§ **The problem**: Copy out exactly every line from the line containing "[ ] one point per instance of the black tactical" until the records below end, inclusive of both boundary lines.

+++ Data supplied

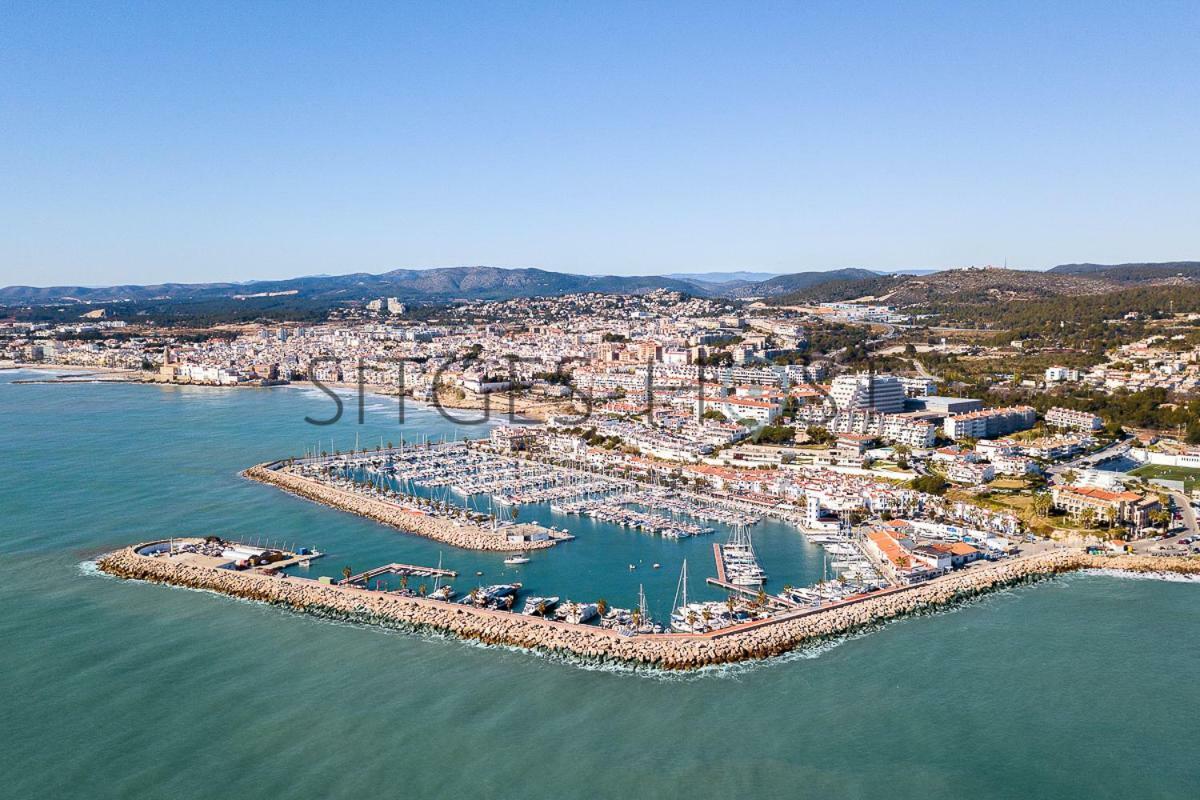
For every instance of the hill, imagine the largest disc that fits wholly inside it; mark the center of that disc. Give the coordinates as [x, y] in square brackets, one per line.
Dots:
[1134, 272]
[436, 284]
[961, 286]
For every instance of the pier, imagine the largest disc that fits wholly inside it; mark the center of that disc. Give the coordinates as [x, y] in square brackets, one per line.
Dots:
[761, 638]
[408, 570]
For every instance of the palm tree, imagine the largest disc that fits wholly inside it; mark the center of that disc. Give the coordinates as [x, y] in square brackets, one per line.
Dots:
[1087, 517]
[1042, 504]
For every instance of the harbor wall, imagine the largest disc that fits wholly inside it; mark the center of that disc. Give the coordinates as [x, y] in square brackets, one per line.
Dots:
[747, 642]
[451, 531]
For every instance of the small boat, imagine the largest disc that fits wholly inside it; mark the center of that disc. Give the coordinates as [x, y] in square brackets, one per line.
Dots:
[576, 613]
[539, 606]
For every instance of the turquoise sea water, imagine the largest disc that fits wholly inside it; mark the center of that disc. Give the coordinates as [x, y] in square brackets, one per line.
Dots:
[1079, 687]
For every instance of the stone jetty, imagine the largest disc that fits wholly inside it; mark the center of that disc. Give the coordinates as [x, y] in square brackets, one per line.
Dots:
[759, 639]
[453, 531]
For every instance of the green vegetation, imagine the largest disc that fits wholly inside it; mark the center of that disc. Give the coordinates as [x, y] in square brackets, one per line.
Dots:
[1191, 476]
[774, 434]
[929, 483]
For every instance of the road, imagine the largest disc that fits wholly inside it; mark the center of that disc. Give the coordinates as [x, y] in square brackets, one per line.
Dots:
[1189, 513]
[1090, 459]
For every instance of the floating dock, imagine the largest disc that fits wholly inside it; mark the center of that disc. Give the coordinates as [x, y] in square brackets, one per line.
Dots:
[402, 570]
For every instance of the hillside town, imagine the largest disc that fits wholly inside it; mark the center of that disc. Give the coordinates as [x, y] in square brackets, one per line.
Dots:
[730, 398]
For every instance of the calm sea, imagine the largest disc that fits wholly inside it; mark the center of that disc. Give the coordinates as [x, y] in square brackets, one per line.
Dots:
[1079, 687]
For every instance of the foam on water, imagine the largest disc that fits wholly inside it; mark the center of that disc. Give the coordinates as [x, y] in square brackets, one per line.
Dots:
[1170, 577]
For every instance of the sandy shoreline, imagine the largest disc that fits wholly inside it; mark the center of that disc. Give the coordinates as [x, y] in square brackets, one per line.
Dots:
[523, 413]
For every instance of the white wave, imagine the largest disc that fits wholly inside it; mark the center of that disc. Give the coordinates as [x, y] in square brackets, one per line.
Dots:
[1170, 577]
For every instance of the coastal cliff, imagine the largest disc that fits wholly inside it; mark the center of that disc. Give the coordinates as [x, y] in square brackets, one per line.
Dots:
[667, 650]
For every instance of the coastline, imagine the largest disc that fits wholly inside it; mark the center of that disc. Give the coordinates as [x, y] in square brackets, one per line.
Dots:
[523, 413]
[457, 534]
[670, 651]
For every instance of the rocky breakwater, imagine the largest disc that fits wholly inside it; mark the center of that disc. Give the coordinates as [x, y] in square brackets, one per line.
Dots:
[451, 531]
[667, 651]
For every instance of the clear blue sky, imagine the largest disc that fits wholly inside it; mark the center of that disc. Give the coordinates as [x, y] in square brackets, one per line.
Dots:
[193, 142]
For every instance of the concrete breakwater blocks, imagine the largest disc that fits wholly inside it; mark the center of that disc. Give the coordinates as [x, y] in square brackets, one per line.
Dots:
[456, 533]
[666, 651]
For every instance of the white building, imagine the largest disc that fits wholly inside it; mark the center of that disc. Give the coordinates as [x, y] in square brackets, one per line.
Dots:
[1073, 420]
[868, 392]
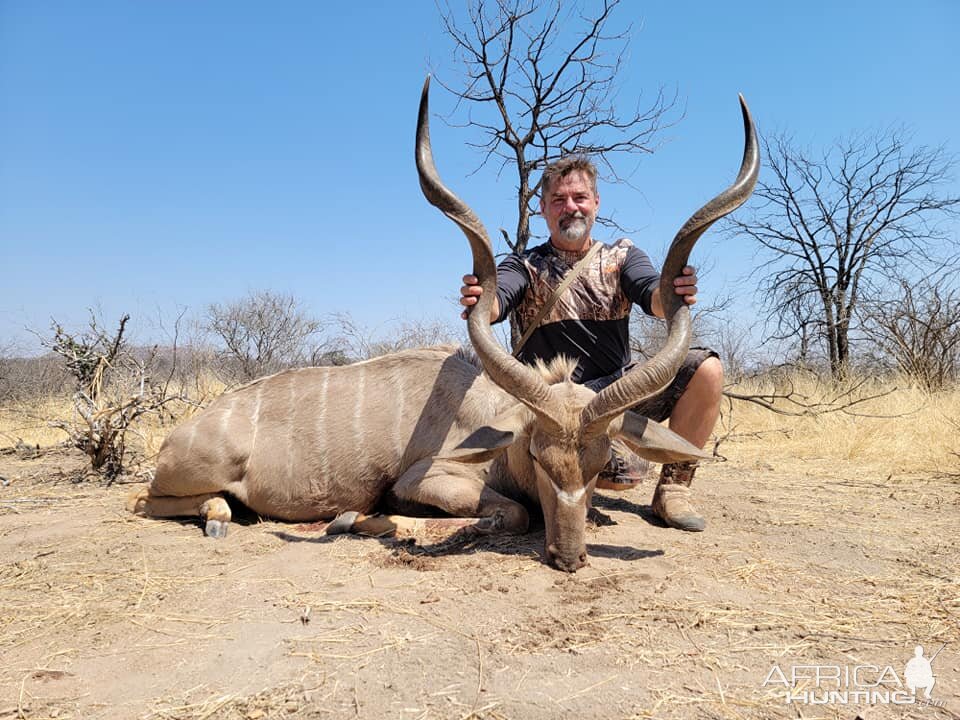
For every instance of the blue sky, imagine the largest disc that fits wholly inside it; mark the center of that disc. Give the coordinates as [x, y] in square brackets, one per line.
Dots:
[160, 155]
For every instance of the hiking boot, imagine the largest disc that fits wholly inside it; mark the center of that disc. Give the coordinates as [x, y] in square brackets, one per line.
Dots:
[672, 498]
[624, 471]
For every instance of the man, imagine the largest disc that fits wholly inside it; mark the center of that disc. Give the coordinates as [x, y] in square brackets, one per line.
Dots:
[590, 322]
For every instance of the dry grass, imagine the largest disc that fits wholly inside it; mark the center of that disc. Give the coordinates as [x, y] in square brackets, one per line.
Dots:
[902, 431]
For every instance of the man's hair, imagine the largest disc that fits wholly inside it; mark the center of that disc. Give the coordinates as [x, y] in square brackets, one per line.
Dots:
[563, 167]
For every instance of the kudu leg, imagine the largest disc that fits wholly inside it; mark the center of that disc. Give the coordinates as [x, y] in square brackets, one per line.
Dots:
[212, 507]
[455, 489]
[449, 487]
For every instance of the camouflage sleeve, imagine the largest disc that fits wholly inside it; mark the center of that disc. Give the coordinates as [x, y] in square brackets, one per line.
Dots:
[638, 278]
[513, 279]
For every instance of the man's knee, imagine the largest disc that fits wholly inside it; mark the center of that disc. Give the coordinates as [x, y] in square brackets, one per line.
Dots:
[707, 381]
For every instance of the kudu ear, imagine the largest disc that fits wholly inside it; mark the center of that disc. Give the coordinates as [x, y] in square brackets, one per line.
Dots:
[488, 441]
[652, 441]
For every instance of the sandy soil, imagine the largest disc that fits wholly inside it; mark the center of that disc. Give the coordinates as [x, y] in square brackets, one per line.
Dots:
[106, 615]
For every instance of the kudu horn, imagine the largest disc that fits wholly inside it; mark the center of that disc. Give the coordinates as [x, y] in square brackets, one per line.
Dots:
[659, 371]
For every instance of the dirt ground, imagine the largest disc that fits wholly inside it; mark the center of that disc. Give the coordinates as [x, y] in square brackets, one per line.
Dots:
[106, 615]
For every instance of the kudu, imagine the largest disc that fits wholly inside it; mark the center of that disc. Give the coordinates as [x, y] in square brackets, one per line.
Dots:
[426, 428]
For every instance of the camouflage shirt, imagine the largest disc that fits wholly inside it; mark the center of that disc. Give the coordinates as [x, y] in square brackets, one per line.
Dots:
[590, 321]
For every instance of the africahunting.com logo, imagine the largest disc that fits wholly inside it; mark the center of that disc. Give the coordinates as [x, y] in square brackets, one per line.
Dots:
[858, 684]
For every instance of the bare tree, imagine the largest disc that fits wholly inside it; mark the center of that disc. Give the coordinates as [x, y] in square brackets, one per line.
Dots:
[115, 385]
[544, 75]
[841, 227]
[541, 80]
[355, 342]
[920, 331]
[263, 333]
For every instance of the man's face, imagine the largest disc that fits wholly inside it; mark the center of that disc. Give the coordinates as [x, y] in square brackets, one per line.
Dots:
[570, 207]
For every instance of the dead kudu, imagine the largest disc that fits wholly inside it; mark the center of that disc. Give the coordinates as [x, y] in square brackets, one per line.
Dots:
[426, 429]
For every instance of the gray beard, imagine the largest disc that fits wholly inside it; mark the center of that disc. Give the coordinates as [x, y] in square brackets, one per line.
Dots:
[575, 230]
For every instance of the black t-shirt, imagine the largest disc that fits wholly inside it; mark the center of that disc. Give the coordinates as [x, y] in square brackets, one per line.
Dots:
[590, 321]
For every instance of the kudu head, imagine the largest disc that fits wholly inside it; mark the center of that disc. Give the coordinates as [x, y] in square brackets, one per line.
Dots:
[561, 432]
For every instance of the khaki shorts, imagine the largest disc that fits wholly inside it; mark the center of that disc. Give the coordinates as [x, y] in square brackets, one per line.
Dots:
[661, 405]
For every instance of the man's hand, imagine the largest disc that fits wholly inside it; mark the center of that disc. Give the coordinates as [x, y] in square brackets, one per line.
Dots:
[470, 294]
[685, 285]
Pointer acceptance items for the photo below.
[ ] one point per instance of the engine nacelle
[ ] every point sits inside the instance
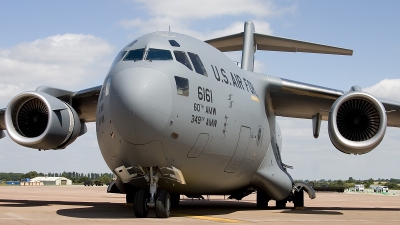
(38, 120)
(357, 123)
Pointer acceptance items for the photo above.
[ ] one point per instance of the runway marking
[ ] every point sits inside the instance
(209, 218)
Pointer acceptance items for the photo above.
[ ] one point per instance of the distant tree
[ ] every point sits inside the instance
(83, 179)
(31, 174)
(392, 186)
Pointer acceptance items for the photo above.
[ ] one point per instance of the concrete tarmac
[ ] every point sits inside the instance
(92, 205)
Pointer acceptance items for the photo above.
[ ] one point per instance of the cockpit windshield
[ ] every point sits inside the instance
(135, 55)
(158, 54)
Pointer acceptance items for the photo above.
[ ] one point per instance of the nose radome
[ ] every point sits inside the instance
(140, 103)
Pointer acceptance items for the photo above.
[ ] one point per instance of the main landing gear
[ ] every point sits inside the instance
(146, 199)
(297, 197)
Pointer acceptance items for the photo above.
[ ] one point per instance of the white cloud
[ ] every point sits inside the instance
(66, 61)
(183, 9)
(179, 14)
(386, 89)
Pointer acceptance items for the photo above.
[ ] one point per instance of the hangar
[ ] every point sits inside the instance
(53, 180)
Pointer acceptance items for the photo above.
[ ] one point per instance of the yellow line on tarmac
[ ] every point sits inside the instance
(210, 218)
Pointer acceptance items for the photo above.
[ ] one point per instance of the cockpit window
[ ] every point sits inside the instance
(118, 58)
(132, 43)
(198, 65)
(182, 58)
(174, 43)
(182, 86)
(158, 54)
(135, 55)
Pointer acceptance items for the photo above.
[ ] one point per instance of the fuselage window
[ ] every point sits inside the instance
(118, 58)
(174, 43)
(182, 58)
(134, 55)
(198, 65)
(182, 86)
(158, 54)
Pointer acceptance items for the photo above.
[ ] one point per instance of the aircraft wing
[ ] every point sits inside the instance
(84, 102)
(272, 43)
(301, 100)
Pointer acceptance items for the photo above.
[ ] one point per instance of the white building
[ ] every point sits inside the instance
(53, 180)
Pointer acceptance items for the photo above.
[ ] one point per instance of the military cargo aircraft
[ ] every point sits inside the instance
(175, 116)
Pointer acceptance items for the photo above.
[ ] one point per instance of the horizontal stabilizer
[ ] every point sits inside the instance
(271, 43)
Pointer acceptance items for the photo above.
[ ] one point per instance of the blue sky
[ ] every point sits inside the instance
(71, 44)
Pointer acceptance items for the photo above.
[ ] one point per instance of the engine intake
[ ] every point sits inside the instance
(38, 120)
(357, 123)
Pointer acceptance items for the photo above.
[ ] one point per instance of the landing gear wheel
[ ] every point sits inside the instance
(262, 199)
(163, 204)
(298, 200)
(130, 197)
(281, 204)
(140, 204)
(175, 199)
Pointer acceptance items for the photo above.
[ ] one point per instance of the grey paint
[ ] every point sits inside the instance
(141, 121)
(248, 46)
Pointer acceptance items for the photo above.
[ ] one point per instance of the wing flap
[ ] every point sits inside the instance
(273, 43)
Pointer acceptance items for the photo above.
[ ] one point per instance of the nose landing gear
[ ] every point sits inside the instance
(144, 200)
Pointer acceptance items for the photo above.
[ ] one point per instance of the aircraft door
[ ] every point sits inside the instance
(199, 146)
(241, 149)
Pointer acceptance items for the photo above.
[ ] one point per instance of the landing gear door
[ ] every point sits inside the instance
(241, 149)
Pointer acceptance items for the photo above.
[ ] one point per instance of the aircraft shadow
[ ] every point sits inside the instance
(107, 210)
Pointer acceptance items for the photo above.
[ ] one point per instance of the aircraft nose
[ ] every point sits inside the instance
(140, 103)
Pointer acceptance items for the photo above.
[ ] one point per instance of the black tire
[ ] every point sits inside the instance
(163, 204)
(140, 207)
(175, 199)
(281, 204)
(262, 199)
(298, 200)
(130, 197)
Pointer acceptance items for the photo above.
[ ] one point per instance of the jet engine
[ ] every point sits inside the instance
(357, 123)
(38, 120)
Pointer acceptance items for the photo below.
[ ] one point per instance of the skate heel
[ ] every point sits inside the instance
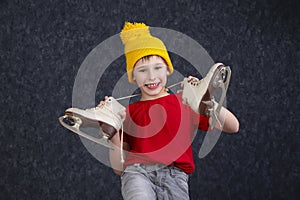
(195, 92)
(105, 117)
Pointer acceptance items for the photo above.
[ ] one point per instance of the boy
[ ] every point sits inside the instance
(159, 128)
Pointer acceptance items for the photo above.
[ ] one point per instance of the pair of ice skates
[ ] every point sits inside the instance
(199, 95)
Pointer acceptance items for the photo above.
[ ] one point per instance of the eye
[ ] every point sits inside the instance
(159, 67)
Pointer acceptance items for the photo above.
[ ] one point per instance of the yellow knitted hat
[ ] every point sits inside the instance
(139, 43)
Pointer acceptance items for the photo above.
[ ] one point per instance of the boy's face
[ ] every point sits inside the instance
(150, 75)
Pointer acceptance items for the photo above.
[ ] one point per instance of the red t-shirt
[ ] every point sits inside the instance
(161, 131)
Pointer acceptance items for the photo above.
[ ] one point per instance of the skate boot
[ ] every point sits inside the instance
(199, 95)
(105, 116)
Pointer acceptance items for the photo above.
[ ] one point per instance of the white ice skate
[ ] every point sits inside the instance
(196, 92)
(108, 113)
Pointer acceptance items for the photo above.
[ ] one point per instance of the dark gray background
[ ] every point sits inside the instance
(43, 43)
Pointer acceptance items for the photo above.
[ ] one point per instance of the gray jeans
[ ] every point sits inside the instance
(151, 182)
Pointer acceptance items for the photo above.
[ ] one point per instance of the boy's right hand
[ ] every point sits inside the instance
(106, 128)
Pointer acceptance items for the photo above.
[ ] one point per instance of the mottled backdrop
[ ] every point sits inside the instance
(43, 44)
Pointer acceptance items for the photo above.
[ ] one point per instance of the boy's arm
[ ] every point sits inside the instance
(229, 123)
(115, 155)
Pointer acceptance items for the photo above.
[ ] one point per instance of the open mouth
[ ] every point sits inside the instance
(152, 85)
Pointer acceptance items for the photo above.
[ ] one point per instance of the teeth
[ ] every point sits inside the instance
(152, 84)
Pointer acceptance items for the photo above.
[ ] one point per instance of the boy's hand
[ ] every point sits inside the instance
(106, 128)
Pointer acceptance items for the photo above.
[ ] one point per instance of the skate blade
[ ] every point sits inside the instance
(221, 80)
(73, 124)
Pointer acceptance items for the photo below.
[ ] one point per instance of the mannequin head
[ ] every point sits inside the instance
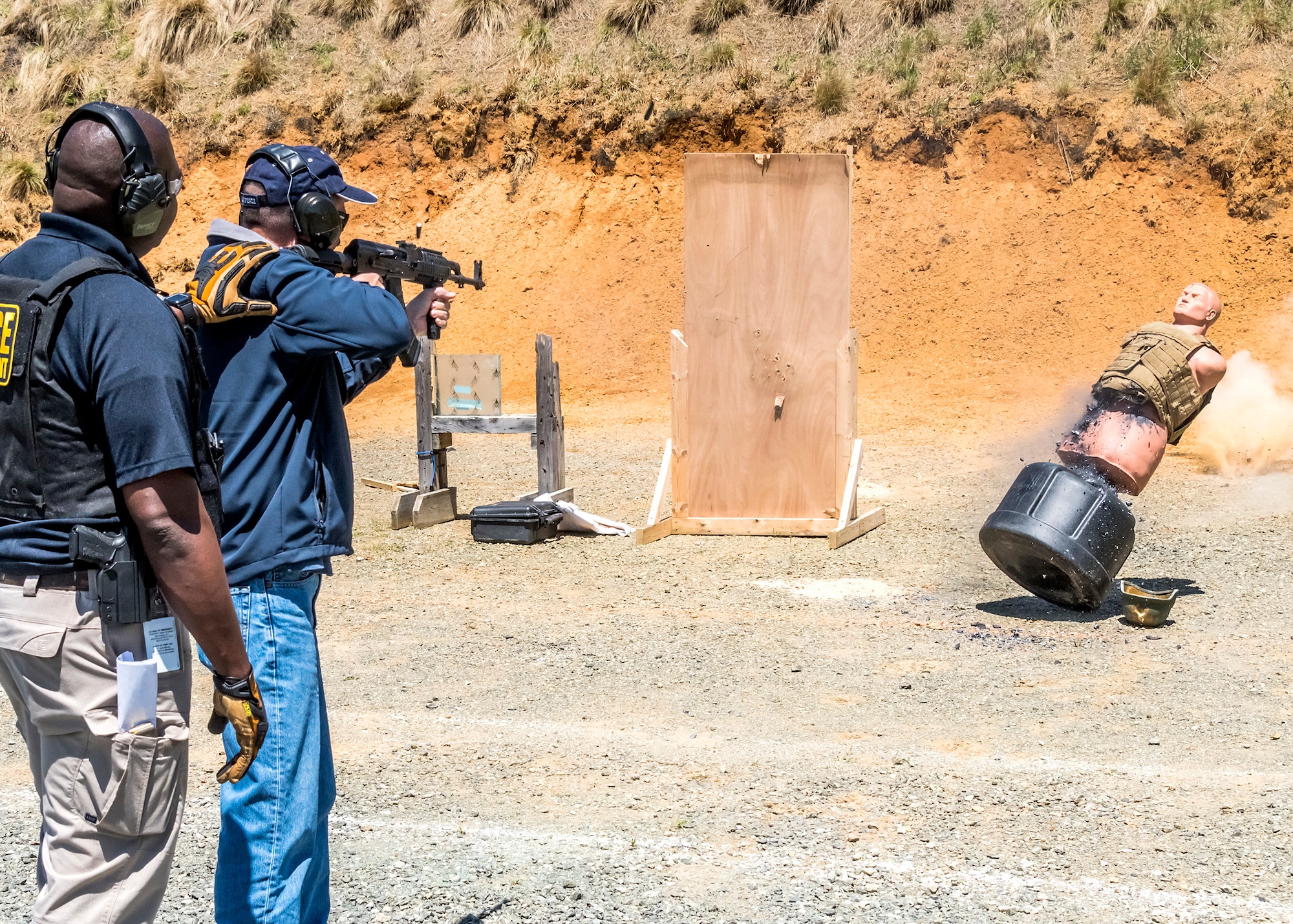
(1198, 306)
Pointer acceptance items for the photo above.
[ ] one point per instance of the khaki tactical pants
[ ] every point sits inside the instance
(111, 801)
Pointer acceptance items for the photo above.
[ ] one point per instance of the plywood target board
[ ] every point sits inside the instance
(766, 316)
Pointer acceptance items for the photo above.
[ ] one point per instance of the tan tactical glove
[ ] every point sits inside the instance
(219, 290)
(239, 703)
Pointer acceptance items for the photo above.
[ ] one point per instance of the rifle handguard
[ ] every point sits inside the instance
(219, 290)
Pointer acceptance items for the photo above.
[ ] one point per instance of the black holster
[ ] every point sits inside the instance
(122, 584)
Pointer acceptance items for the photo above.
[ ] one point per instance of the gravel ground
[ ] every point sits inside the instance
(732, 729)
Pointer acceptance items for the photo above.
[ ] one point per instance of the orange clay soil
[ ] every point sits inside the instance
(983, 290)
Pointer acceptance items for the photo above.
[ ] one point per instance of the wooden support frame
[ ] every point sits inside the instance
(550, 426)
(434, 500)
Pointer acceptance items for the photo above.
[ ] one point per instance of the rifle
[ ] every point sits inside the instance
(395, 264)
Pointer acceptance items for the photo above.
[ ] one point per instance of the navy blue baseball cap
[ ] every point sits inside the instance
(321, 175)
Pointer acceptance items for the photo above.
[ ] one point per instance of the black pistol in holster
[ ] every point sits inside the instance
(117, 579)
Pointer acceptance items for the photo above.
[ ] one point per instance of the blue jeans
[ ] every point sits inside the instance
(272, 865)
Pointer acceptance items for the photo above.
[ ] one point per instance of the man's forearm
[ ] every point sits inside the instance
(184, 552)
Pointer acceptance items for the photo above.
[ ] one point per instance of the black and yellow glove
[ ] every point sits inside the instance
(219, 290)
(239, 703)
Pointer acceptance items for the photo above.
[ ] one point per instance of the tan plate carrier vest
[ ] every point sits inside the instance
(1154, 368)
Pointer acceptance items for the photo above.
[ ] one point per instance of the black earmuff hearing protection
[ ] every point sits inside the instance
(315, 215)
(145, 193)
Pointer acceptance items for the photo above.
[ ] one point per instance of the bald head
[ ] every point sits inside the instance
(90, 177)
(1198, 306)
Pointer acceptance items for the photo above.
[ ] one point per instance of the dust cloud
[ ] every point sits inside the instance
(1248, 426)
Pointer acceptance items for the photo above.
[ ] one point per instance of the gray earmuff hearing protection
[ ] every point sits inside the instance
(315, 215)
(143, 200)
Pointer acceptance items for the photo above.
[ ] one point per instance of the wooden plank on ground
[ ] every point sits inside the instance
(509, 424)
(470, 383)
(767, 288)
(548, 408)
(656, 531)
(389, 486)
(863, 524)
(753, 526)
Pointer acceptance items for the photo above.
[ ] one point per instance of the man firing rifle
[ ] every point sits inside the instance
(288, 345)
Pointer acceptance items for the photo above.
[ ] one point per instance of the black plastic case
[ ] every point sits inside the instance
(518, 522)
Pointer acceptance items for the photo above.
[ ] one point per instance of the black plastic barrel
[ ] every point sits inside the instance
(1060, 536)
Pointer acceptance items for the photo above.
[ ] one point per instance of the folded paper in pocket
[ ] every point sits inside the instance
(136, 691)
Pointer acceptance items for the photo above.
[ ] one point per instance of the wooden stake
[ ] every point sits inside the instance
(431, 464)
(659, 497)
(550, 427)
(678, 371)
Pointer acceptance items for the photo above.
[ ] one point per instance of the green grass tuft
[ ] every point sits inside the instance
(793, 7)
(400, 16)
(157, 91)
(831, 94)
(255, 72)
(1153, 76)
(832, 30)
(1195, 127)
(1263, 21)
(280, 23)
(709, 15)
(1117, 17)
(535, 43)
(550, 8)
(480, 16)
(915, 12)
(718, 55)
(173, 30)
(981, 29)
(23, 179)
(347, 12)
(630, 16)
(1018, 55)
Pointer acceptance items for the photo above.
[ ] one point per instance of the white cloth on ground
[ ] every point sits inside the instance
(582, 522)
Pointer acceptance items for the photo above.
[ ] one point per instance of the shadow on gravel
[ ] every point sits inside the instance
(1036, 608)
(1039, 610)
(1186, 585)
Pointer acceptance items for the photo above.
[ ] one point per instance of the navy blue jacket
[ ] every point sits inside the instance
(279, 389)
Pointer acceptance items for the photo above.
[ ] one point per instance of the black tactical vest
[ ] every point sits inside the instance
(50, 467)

++++++

§ **Result of the exercise**:
[ ] one point per instance of the black tactical vest
[ ] every point sits inside the instance
(50, 467)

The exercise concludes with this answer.